#### Source excerpt ####

There was no such doubt about the competition. The former Union frigate Merrimack, now raised from the deep and cloaked in iron, struck terror in northern hearts. So ominous was the ship’s rebirth on the banks of the Elizabeth River – near Norfolk, Virginia – that President Lincoln’s appointees feared she would not only rip through the Union blockade in Hampton Roads but lay waste to northern cities.
Could this squat, top-heavy steam battery, so studded with bolts and rivets that she looked like a barnacle-encrusted whale, possibly be the North’s champion? Why, she was no ship at all, her critics scoffed – not a fitting command for an officer, nor a stable platform for guns. And so low in the water, how could she acquit herself in battle? Or even get to the battle in the first place?
The spectators could not have guessed that they stood at a turning point in naval history.
Only the previous August the Navy Department had invited plans and proposals for building armored vessels. Seventeen were submitted and three approved, among them this most unorthodox “sub-aquatic system of naval warfare.” The vessel was an unlikely marriage of technology and necessity, the serendipitous creation of a brilliantly eccentric engineer. John Ericsson, born in Sweden in 1803, was a dreamer of “caloric” engines driven by superheated air, and maestro of dozens of inventions, among them an evaporator, a depth finder and an improved steam locomotive. The locomotive, “Novelty,” had set a land speed record in 1829, covering a mile in fifty-three seconds. His Flying Devil, a propeller-driven tug, was impressive but deemed too radical, and so were his ideas for propeller-driven warships.
After being persuaded to emigrate to America, Ericsson was awarded a contract to build a steam-powered, screw-propelled ship for the Navy. Launched in 1843, the USS Princeton was the first such warship in American naval history, but it also marred Ericsson’s reputation. In a demonstration cruise, with President John Tyler, members of his cabinet and congressional leaders on board, one of its guns exploded, killing the secretaries of state and Navy. Even though the inventor had nothing to do with the guns, his career with the government seemed over. Undaunted, he turned to the French with an audacious plan. “Ericsson’s Impregnable Battery and Revolving Cupola,” an ironclad warship with living quarters below the waterline and a turret on deck, was considered but ultimately rejected by Napoleon III.

#### Supplied records ####

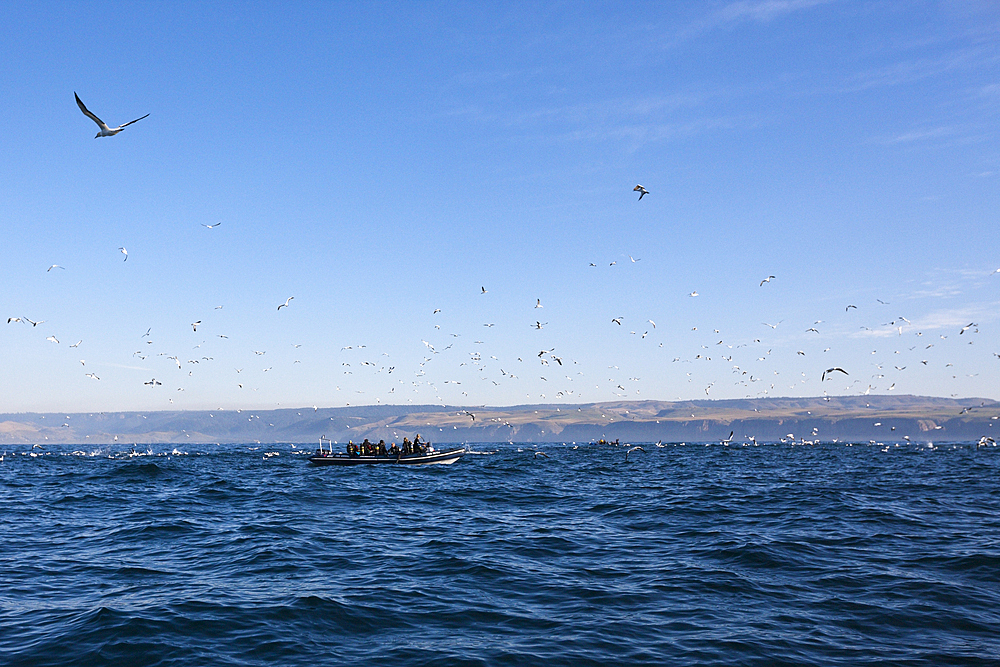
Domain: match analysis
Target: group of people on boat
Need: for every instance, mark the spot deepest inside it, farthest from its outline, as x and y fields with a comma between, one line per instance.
x=368, y=448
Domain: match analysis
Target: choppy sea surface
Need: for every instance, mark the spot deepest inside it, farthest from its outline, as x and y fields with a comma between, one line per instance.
x=683, y=554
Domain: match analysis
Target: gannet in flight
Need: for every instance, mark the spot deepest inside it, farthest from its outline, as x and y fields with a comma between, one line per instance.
x=105, y=130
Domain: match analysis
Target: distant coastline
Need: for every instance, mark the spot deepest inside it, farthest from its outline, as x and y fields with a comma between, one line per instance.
x=858, y=418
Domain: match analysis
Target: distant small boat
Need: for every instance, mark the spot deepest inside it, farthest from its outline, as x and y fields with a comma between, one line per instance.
x=425, y=458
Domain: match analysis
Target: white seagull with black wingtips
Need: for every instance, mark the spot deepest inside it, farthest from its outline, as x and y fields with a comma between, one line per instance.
x=105, y=130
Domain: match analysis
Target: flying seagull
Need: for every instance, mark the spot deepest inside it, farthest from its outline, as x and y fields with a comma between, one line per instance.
x=105, y=130
x=831, y=370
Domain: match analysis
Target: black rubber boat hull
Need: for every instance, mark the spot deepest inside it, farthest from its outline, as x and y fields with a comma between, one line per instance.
x=434, y=458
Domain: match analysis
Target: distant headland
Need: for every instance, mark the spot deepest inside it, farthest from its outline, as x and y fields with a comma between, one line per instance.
x=859, y=418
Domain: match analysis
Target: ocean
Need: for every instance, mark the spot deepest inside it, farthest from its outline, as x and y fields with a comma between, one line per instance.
x=683, y=554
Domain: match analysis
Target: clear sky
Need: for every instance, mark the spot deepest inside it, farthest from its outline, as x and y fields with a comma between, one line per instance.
x=381, y=161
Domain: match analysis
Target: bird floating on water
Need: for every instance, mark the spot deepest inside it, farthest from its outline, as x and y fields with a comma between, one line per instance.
x=632, y=450
x=105, y=130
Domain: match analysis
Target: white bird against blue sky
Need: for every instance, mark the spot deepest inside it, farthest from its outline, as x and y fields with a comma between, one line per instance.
x=512, y=134
x=105, y=130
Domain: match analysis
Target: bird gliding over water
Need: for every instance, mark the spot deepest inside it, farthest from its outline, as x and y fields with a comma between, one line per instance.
x=105, y=130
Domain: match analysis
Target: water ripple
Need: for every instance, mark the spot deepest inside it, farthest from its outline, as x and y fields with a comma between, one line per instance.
x=690, y=555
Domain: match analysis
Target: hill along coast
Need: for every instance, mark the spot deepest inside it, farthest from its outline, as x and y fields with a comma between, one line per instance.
x=860, y=418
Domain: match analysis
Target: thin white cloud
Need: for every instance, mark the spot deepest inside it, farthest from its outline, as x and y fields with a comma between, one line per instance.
x=762, y=11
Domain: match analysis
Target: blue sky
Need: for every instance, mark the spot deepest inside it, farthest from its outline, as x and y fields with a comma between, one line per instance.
x=382, y=161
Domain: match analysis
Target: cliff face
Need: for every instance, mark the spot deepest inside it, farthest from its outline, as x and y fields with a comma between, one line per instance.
x=883, y=418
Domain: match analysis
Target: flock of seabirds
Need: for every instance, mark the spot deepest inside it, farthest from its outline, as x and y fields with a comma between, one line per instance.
x=548, y=358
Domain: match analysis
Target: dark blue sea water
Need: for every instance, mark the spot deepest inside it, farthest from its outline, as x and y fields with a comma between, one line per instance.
x=829, y=554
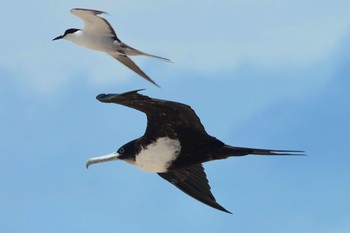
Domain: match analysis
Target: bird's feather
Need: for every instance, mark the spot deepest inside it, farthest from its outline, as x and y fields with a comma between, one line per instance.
x=193, y=181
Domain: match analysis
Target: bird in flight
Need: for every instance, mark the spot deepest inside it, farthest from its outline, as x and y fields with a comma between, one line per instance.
x=174, y=145
x=99, y=35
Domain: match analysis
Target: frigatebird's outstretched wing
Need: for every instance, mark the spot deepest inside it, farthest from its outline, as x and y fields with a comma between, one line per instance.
x=164, y=118
x=193, y=181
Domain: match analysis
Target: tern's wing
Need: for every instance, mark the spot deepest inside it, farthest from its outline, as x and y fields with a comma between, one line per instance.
x=94, y=23
x=193, y=181
x=131, y=65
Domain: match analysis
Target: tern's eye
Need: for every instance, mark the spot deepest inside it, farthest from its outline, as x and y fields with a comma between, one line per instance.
x=121, y=150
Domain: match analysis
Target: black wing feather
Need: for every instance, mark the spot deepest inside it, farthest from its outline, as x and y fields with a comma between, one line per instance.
x=163, y=117
x=193, y=181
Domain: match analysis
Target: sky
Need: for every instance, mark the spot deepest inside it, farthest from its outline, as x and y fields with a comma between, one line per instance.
x=264, y=74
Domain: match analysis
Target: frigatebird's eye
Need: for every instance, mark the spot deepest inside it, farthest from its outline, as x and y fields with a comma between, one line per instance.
x=121, y=150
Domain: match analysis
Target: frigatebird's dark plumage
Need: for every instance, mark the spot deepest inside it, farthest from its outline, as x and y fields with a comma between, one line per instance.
x=175, y=145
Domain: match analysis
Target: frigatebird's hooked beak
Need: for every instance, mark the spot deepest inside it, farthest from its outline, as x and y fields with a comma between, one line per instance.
x=104, y=158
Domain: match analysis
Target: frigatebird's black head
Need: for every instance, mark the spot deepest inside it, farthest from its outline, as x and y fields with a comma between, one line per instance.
x=67, y=32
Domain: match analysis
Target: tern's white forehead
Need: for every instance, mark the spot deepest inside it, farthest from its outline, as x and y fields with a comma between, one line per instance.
x=157, y=156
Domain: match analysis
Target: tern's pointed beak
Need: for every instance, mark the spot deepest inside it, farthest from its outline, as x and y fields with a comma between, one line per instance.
x=57, y=38
x=101, y=159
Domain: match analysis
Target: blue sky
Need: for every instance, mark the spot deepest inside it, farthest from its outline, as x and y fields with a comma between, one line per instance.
x=264, y=74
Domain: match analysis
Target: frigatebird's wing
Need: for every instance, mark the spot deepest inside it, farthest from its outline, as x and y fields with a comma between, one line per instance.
x=193, y=181
x=164, y=118
x=93, y=23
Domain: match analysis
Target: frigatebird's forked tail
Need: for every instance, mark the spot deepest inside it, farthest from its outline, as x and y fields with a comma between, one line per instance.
x=228, y=151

####

(What to work on):
1. In the ironclad excerpt, what record did the locomotive "Novelty" set in 1829?
2. Summarize the ironclad excerpt in three sentences.
The records can be left aside.

(Expected answers):
1. It set a land speed record, covering a mile in fifty-three seconds.

2. The former Union frigate Merrimack, raised and cloaked in iron, frightened the North, while critics scoffed that the squat, low-riding steam battery meant to be the North's champion was no ship at all. That vessel was one of three armored designs the Navy Department approved out of seventeen submitted, the creation of Swedish-born engineer John Ericsson, who had many inventions to his name. Ericsson built the USS Princeton, the first steam-powered, screw-propelled American warship, but a gun explosion on it hurt his reputation, and he later offered an ironclad with a revolving cupola to the French, where Napoleon III rejected it.